• **STATED GOAL**:
List each line of the rows below that contains the word "white". Case matters.

• **SUPPLIED INFORMATION**:
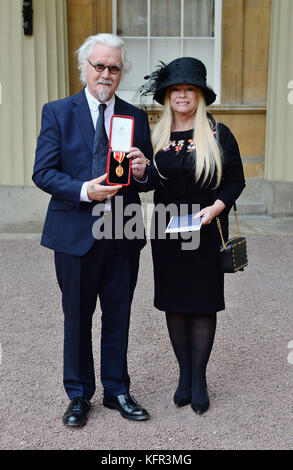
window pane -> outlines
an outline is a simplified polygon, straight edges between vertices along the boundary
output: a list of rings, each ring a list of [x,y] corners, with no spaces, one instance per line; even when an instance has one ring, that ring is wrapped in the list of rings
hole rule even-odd
[[[144,83],[147,70],[147,40],[124,39],[128,59],[132,62],[132,69],[126,73],[120,82],[119,90],[137,91]]]
[[[151,36],[180,36],[181,0],[151,1]]]
[[[201,60],[207,69],[207,83],[214,86],[214,40],[185,39],[183,55]]]
[[[184,1],[184,36],[214,36],[214,0]]]
[[[118,36],[147,36],[147,1],[117,0]]]
[[[152,39],[151,40],[151,71],[155,70],[155,66],[159,65],[161,60],[165,64],[171,60],[180,57],[180,39]]]

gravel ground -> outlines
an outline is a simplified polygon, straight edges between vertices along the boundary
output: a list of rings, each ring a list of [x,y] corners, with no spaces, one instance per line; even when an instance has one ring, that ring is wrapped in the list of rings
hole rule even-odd
[[[292,449],[293,235],[248,235],[250,265],[226,275],[226,310],[208,367],[211,407],[177,409],[177,364],[164,314],[153,307],[150,246],[142,252],[130,329],[131,391],[150,411],[129,422],[97,391],[86,427],[68,429],[62,386],[63,313],[53,252],[38,236],[0,239],[1,449]],[[293,344],[292,344],[293,349]]]

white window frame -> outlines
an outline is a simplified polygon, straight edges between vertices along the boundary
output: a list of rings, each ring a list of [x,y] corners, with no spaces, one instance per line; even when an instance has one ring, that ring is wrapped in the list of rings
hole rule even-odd
[[[150,74],[151,70],[151,39],[170,39],[170,36],[151,36],[150,35],[150,13],[151,13],[151,0],[147,0],[147,36],[138,36],[140,39],[147,40],[147,73]],[[112,32],[117,34],[117,0],[112,0]],[[135,39],[136,36],[119,36],[121,39]],[[192,36],[184,37],[184,0],[181,0],[181,18],[180,18],[180,36],[172,36],[172,39],[180,39],[180,55],[183,56],[183,45],[186,39],[208,39],[214,41],[214,89],[217,93],[217,99],[213,104],[221,103],[221,65],[222,65],[222,0],[215,0],[215,22],[214,22],[214,37]],[[137,86],[139,87],[139,83]],[[131,100],[133,92],[129,93]]]

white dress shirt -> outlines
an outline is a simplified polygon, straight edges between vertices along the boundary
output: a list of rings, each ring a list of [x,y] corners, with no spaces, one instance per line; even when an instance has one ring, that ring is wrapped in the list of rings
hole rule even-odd
[[[99,100],[93,97],[93,95],[89,92],[88,87],[86,87],[84,91],[85,91],[85,96],[86,96],[86,99],[90,108],[94,129],[96,129],[97,120],[99,117],[99,106],[101,103]],[[105,109],[104,117],[105,117],[105,130],[109,139],[111,117],[114,114],[115,95],[113,95],[109,101],[105,101],[104,104],[107,106],[107,108]],[[148,177],[146,175],[146,178],[143,181],[138,180],[135,177],[134,179],[138,181],[139,183],[145,183]],[[84,202],[92,202],[92,200],[89,199],[87,195],[87,185],[88,185],[88,181],[85,181],[81,187],[80,200]],[[104,210],[105,211],[111,210],[111,199],[106,200]]]
[[[86,99],[87,99],[87,102],[88,102],[88,105],[89,105],[89,108],[90,108],[94,129],[96,129],[97,120],[98,120],[98,117],[99,117],[99,106],[100,106],[101,103],[100,103],[99,100],[97,100],[96,98],[93,97],[93,95],[89,92],[87,87],[85,88],[84,91],[85,91],[85,96],[86,96]],[[105,105],[107,106],[107,108],[105,109],[105,113],[104,113],[104,116],[105,116],[105,130],[106,130],[106,134],[107,134],[108,139],[109,139],[110,122],[111,122],[111,117],[114,114],[115,95],[113,95],[112,98],[109,101],[105,101]],[[91,199],[89,199],[88,195],[87,195],[87,185],[88,185],[88,181],[85,181],[83,183],[82,187],[81,187],[80,200],[85,201],[85,202],[92,202]],[[105,208],[104,209],[105,209],[105,211],[111,210],[111,200],[107,200],[105,202]]]

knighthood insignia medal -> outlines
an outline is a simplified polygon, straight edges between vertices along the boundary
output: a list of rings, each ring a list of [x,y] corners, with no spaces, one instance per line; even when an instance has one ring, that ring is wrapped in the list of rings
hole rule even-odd
[[[116,175],[118,176],[118,178],[120,178],[124,173],[121,163],[125,157],[125,152],[113,152],[113,157],[119,163],[119,165],[116,168]]]

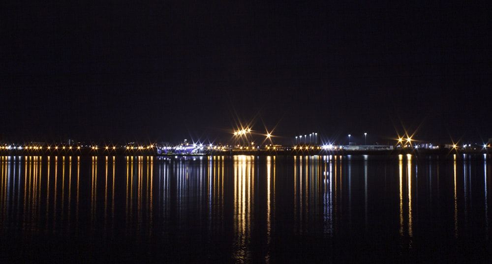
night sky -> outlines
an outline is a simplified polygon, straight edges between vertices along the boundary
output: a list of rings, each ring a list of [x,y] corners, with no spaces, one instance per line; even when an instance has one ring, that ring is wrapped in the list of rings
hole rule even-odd
[[[492,138],[490,4],[11,2],[0,140]]]

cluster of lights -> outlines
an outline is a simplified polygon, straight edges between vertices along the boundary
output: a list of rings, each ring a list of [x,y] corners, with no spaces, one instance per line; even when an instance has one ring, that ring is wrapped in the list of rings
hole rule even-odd
[[[234,136],[241,136],[246,135],[246,133],[251,133],[251,128],[246,128],[234,131]]]

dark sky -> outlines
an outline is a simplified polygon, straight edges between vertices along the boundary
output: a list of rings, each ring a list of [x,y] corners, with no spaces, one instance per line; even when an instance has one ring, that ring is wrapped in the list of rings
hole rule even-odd
[[[3,140],[492,138],[490,4],[11,2]]]

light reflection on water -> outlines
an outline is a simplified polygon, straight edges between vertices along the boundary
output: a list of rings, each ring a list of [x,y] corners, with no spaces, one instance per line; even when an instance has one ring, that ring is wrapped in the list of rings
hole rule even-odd
[[[181,245],[160,250],[239,263],[278,260],[277,245],[299,237],[330,239],[333,250],[361,235],[396,235],[382,244],[407,250],[422,237],[488,240],[490,158],[2,156],[0,227],[25,242],[172,240]]]

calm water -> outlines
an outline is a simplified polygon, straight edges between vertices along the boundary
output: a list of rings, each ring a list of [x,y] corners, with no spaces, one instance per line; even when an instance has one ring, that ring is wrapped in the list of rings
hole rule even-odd
[[[5,263],[492,262],[490,155],[0,157]]]

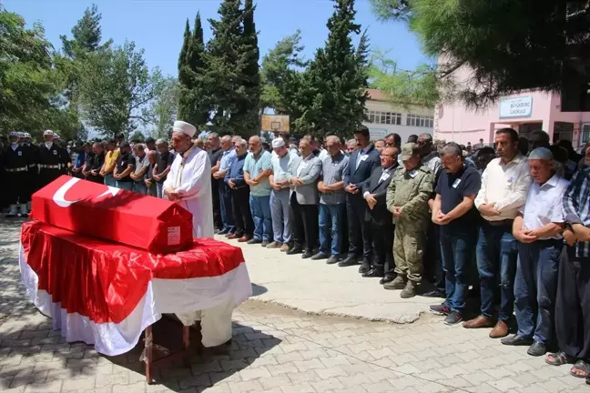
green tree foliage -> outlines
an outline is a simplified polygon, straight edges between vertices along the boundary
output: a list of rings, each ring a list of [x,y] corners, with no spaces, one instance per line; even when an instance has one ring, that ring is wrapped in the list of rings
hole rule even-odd
[[[0,132],[38,136],[52,126],[65,137],[75,136],[81,125],[63,106],[62,76],[43,27],[26,29],[20,15],[0,5]]]
[[[254,6],[240,0],[224,0],[219,20],[209,19],[213,37],[207,45],[205,91],[213,113],[211,128],[243,136],[259,130],[259,56]]]
[[[168,76],[164,79],[162,88],[150,108],[150,113],[154,116],[153,137],[168,137],[170,125],[177,119],[179,91],[180,86],[176,78]]]
[[[406,20],[425,53],[438,57],[438,80],[472,71],[456,93],[482,106],[522,89],[558,91],[568,73],[588,77],[586,1],[371,0],[383,20]],[[440,56],[440,57],[439,57]]]
[[[188,19],[187,19],[182,48],[180,49],[180,55],[178,56],[178,85],[180,87],[180,96],[178,97],[178,118],[181,119],[188,118],[191,112],[189,98],[191,78],[188,76],[188,65],[187,64],[187,52],[188,51],[188,45],[190,45],[190,26],[188,25]]]
[[[262,92],[260,108],[271,107],[279,115],[298,117],[296,95],[293,88],[302,81],[301,72],[309,62],[300,57],[305,48],[301,44],[301,32],[297,32],[279,41],[263,58],[260,68]]]
[[[295,120],[298,129],[317,136],[351,135],[364,118],[367,97],[368,37],[362,34],[354,48],[351,35],[361,34],[361,25],[354,23],[354,0],[334,3],[325,47],[316,52],[300,92],[306,110]]]
[[[371,87],[406,107],[412,105],[433,107],[441,98],[434,66],[422,65],[413,71],[402,70],[394,60],[377,52],[371,62],[369,77]]]
[[[255,135],[260,130],[260,51],[254,22],[255,10],[252,0],[245,0],[239,60],[242,68],[240,85],[245,99],[239,102],[239,110],[235,115],[235,122],[239,124],[244,135]]]
[[[102,15],[98,12],[98,7],[92,5],[86,9],[82,18],[72,28],[74,39],[70,40],[66,35],[60,35],[66,57],[76,59],[84,56],[87,52],[107,49],[111,45],[112,40],[100,45],[102,40],[101,19]]]
[[[200,14],[195,18],[195,27],[187,51],[187,73],[189,77],[188,99],[190,102],[190,110],[184,119],[199,129],[205,129],[209,118],[209,102],[208,99],[207,86],[204,83],[203,73],[205,64],[205,42],[203,40],[203,26]]]
[[[148,69],[135,43],[88,53],[82,72],[80,105],[91,126],[113,136],[150,123],[149,105],[159,95],[162,76]]]

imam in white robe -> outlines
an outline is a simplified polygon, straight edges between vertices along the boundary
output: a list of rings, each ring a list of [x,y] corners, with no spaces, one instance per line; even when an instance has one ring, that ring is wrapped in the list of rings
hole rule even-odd
[[[213,196],[211,195],[211,162],[207,152],[193,147],[183,157],[178,154],[164,181],[163,188],[182,193],[176,200],[193,215],[193,237],[213,237]],[[164,198],[168,199],[166,194]]]

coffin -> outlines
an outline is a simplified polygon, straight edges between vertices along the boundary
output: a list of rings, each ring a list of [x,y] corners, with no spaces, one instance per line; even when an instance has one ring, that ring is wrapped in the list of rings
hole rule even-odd
[[[165,199],[62,176],[32,196],[44,223],[153,254],[189,248],[192,214]]]

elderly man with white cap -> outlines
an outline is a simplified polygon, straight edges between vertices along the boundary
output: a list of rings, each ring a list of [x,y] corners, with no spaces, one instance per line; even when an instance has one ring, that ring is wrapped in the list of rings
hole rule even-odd
[[[503,338],[502,343],[530,345],[529,355],[542,356],[554,340],[557,272],[565,222],[563,201],[569,182],[555,173],[548,148],[533,150],[528,164],[534,181],[513,225],[519,242],[514,280],[518,332]]]
[[[5,178],[9,186],[5,190],[6,199],[10,205],[6,217],[15,217],[20,213],[20,216],[25,218],[28,217],[26,203],[30,198],[27,171],[33,157],[31,150],[18,143],[19,138],[22,138],[22,133],[13,131],[8,138],[10,146],[5,150],[1,163],[6,171]]]
[[[164,181],[164,198],[174,201],[193,215],[195,237],[213,237],[213,198],[211,163],[206,151],[192,142],[197,128],[176,121],[172,127],[172,146],[178,153]],[[218,347],[230,342],[233,298],[219,299],[215,307],[177,314],[184,325],[201,321],[203,346]]]
[[[63,172],[66,149],[54,143],[56,134],[51,130],[43,133],[44,144],[39,149],[37,166],[39,167],[39,187],[42,188],[59,177]]]
[[[297,156],[289,154],[289,146],[280,137],[272,140],[272,150],[274,152],[270,158],[272,174],[269,176],[269,182],[272,187],[270,216],[274,241],[267,247],[280,248],[280,251],[287,252],[291,241],[289,166]]]
[[[164,182],[164,197],[192,213],[194,237],[213,237],[211,163],[207,152],[193,144],[196,132],[188,123],[174,122],[171,142],[178,154]]]

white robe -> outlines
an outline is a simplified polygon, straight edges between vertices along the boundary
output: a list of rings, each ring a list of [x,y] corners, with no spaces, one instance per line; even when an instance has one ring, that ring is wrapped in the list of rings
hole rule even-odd
[[[193,237],[213,237],[213,196],[211,194],[211,162],[206,151],[193,147],[186,158],[177,155],[164,182],[164,189],[172,187],[183,193],[178,205],[193,215]],[[163,196],[168,198],[166,194]],[[178,313],[177,317],[190,326],[201,321],[202,343],[217,347],[231,338],[231,314],[235,308],[231,297],[223,299],[211,308]]]
[[[175,202],[192,213],[193,237],[212,238],[211,163],[206,151],[198,147],[191,150],[186,158],[177,155],[163,187],[183,193],[182,198]],[[168,198],[166,194],[163,196]]]

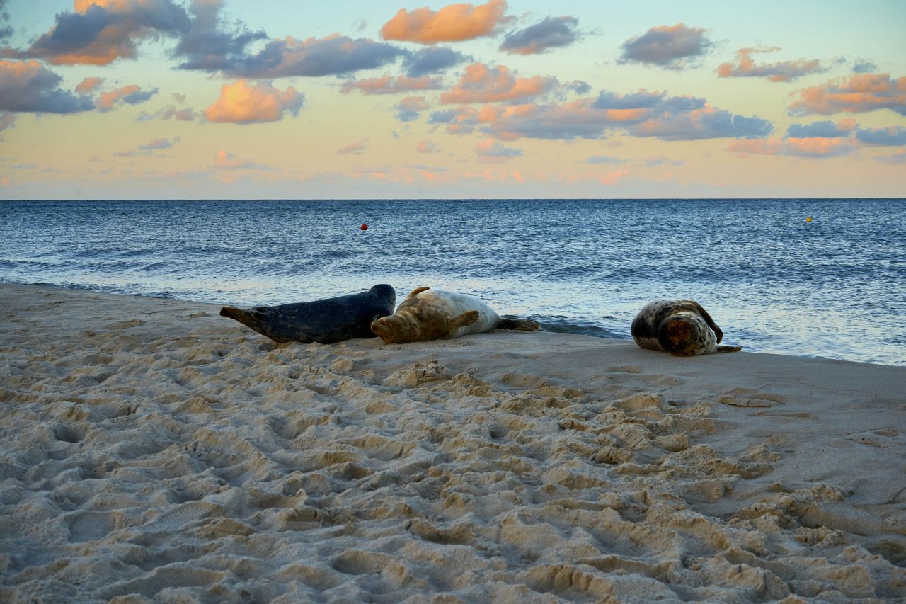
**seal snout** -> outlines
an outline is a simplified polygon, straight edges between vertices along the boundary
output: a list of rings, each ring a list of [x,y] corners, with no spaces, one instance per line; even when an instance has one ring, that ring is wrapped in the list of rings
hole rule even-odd
[[[396,344],[393,326],[386,317],[381,317],[379,319],[371,321],[371,328],[373,333],[378,335],[378,337],[387,344]]]
[[[660,346],[673,355],[686,353],[693,339],[695,326],[685,317],[670,317],[658,329]]]

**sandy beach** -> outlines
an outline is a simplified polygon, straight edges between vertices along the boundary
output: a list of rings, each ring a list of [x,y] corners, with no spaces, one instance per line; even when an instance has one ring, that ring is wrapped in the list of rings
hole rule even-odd
[[[3,601],[906,601],[906,367],[0,302]]]

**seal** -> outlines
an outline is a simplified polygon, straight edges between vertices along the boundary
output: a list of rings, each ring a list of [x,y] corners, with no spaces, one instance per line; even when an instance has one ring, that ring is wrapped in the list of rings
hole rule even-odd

• **WRITTEN SOLUTION**:
white window frame -> outlines
white dress shirt -> outlines
imam in white robe -> outlines
elderly man with white cap -> outlines
white robe -> outlines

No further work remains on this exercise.